About this exercise |
Copy each line below exactly.

Data in this exercise |
══════

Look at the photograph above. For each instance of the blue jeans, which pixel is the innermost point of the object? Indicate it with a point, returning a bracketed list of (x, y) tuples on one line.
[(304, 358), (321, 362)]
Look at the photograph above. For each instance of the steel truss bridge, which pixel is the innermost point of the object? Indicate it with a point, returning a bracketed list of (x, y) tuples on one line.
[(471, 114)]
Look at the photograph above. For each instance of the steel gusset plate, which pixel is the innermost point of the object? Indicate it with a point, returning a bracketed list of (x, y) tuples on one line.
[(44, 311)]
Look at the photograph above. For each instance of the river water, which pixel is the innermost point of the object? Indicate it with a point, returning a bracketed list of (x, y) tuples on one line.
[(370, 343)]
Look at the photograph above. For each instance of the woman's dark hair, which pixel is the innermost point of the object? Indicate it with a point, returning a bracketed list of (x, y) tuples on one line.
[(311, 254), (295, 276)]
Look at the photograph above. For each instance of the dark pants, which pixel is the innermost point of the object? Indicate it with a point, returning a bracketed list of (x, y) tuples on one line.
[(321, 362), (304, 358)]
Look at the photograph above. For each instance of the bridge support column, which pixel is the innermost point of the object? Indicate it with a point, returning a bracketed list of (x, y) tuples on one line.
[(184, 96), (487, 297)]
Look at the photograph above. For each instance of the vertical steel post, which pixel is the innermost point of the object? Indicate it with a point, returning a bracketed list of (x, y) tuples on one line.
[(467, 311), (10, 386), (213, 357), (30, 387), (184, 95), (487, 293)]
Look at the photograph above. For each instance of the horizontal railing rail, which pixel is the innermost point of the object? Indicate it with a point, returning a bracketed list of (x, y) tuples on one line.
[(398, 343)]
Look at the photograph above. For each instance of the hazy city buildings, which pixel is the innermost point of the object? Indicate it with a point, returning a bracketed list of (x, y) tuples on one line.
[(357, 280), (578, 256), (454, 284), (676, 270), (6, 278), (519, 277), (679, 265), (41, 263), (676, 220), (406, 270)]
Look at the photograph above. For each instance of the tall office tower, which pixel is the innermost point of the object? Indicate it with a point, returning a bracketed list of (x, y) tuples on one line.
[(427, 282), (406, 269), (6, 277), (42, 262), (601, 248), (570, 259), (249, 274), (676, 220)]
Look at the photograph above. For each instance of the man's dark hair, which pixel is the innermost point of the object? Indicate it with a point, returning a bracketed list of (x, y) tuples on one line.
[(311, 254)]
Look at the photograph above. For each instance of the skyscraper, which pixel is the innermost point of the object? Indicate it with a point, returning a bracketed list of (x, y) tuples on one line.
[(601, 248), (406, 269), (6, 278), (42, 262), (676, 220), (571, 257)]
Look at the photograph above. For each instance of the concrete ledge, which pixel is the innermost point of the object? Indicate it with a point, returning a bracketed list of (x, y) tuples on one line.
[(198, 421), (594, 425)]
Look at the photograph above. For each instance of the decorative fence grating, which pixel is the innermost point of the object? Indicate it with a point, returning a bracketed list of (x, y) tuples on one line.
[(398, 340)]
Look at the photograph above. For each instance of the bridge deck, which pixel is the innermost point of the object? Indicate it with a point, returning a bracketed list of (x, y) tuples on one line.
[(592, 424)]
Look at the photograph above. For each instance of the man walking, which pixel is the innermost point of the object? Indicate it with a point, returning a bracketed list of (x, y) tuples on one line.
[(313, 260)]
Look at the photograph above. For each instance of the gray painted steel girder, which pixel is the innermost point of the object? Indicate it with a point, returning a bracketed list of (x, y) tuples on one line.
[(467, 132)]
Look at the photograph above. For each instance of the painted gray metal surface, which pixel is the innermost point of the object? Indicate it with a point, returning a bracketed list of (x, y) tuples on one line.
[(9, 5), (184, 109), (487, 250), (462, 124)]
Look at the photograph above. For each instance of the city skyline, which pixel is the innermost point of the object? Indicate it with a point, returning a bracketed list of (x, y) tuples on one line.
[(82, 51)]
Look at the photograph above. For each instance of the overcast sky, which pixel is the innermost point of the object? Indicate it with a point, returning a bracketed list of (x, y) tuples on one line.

══════

The answer |
Look at the photograph above. For each instance of the blue jeans, which pixel is the innermost point of the object? Indicate it with a point, returning a bracketed list of (x, y) tuples on one line.
[(304, 358), (321, 362)]
Look at the photograph above. For each instance of the steel truss bridge, which pixel is the innermost point of the object? Indicate it with a point, returning a bracketed list of (x, y) tuples on one line.
[(471, 114)]
Look at the photograph above. For each instance of the steel gusset plate, which pixel is the innermost point of the object? Indicate it with a point, returning a bracketed list of (x, y) tuples on one line.
[(44, 311)]
Look at the photograph above. For each instance of the river water, which pixel is the innermost point of the object? Indicate it with a point, returning a bracketed list of (x, y) tuples on one line.
[(370, 343)]
Look at the photograph above. For each instance of the woman's dark hair, which pixel is the innermost point of the object? Indicate it with a point, returning a bracketed list of (x, y) tuples on one line.
[(311, 254), (295, 276)]
Look at the photograph above. For each instance of the dark pants, which pixel is the innermost point of the object? Indicate it with a point, returning a bracketed list of (x, y) tuples on one line.
[(321, 362), (304, 358)]
Look at the photograph above. For each instance of the bridge support column, which pixel is the innermost point of the object? Indicate it with a point, returning a bracketed list of (x, y) tuples on one line.
[(184, 96), (487, 297)]
Look at the photograph above. For each instance of the vertical steel post, which pixel is the innermost point of the object? Indicate it with a point, returning a bracketed list of (x, y) tuples on one line.
[(467, 311), (10, 386), (213, 357), (30, 387), (184, 95), (487, 293)]
Look at the photograph above. For each instance of the horizontal railing rail, which pixel is the innermost point of the object? Indicate it with a point, returning a bracketed list of (x, y) tuples on one line.
[(398, 343)]
Look at the photograph above. For each instance of the hazy city buildings, which pixel is the innermost point of the object? Indicate it with a point, returning a bracketed list of (x, y) tuples on one line.
[(357, 280), (578, 256), (454, 284), (676, 270), (6, 278), (519, 277), (679, 265), (41, 263), (676, 220), (406, 270)]
Look at the photograph above. For each instance of the tall office tower, which pixel is the innermost point of the object? Indicate it with a point, returning a bracketed list of (x, y) tuples on one line.
[(427, 282), (406, 269), (6, 277), (42, 262), (601, 248), (570, 259), (249, 274), (676, 220)]
Look at the photograph above. For each instance of the man's dark hair, which pixel is the innermost point of the object? Indicate it with a point, returning a bracketed list of (x, y) tuples on one line.
[(311, 254)]
Look at the photograph above. For each instance of the skyscraper, which pixel is the innermost point of the object? Indicate it with a point, returning a bracketed list of (x, y) tuples on one line.
[(601, 248), (406, 269), (6, 278), (42, 262), (676, 220), (571, 257)]
Look at the photograph above. For each instance of the concrete ledge, which pixel is the innermost point of the object? Indicate it with a point, returning a bracketed list of (x, y) tuples on one line.
[(198, 421), (594, 425)]
Look at the photograph above. For each instance of the decorative fence grating, which pixel is the innermost point of the object? Indicate it with a point, returning a bracketed list of (x, y) tuples on one line.
[(398, 340)]
Look at the photograph above. For each instance of the bridge deck, which pixel is the innermost point of the object? Indicate it with a point, returning a bracketed list of (x, y) tuples on one line.
[(592, 424)]
Look at the photograph above. For each instance of the man walking, which pixel is the innermost point of the object? Indicate it with a point, returning a bracketed list of (x, y) tuples on one line.
[(313, 260)]
Look at the photograph above. For each instance of the gray painted steel girder, which pixel is the innermost point of the object? Indicate it with a point, returning a bracketed list of (x, y) tuples on one line.
[(467, 132)]
Look at the photograph above. For each instance of the painted gray metal surface, which pixel is the innermost point of the object? Indicate it with a point, returning a bracketed list of (x, y) tuples on one line.
[(9, 5), (184, 109), (487, 250), (462, 124)]
Look at the photograph above. For each instance of the city skyline, which pixel is the innermost point of the object? Indicate it with a point, returning a bracketed list of (x, y) tuples on one line.
[(82, 51)]
Look at the photograph above. For each instance of the overcast sky, which pixel is the innermost point of the object? Indicate it with a point, returning a bracketed list of (x, y) tuples on one line.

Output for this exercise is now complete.